● Direction
Render the entire listing below as a numbered list, leaving out any blank lines.

Portion of a data file

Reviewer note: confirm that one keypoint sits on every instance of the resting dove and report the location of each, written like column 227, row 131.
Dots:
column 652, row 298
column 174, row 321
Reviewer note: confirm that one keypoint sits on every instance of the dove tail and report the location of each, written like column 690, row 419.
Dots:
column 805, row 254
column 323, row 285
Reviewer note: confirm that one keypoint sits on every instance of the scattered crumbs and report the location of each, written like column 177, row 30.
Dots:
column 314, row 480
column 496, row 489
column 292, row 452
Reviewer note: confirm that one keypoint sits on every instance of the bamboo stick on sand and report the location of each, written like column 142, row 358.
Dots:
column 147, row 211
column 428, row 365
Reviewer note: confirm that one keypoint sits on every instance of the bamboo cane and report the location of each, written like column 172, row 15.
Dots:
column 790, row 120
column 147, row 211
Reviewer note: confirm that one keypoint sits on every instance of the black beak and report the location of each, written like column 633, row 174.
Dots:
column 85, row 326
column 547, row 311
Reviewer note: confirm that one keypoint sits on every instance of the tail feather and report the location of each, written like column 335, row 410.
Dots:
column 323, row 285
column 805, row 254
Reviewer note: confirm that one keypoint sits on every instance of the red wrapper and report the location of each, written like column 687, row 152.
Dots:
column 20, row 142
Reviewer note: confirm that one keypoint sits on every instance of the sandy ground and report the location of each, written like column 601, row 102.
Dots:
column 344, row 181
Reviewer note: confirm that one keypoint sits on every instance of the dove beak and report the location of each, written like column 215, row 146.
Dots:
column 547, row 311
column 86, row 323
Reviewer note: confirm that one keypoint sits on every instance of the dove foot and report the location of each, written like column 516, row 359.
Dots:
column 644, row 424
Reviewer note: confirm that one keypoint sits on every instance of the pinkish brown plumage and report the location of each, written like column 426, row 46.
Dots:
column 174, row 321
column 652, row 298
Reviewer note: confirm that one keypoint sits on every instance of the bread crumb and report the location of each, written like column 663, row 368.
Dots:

● Answer to this problem
1. Reviewer note: confirm that one keypoint sits on every instance of the resting dove and report the location of each, written like column 227, row 131.
2. Dots:
3. column 652, row 298
4. column 174, row 321
5. Reviewer note: confirm that one keypoint sits on every instance of the dove tail and report the location of each, written like column 690, row 419.
6. Dots:
7. column 805, row 254
8. column 323, row 285
9. Reviewer note: confirm that one keypoint sits on every instance of the scattered crumbs and report the location of each, written like column 177, row 30.
10. Dots:
11. column 314, row 480
12. column 496, row 489
13. column 292, row 452
14. Reviewer note: confirm that one keypoint sits on every instance of the bamboo stick on sand and report the location of each, written like column 142, row 358.
15. Dots:
16. column 147, row 211
17. column 428, row 365
18. Reviewer note: confirm that one keypoint sits on every instance of the bamboo cane and report the location of each, written like column 172, row 15.
19. Dots:
20. column 790, row 120
21. column 147, row 211
22. Reviewer note: confirm that one keypoint sits on every instance of the black beak and report the location of each, written like column 633, row 174.
23. Dots:
24. column 85, row 326
25. column 547, row 311
26. Reviewer note: confirm that one keypoint sits on every instance of the tail feather and report the location of each, written like column 335, row 410.
27. Dots:
28. column 323, row 285
29. column 805, row 254
30. Reviewer note: confirm that one keypoint sits on every instance of the red wrapper and report the location of each, written like column 687, row 152.
31. Dots:
32. column 20, row 142
33. Reviewer note: confirm that one keypoint sits on every instance of the sandy ground and report the location of each, written like column 601, row 102.
34. Dots:
35. column 344, row 181
36. Reviewer note: confirm that one keypoint sits on every instance of the dove beak and report the location of each, written like column 215, row 146.
37. Dots:
38. column 547, row 311
39. column 86, row 323
40. Reviewer note: confirm that one keypoint sits on every instance of the dove foot and report the location of each, written like column 516, row 359.
41. Dots:
42. column 644, row 424
43. Reviewer note: confirm that one keypoint sits on every instance of the pinkish brown plumage and report the location of each, written like column 426, row 46.
44. Dots:
45. column 174, row 321
46. column 652, row 298
47. Reviewer note: confirm that one keypoint sits on every instance of the bread crumb and report the location of each, written like column 663, row 368.
48. Dots:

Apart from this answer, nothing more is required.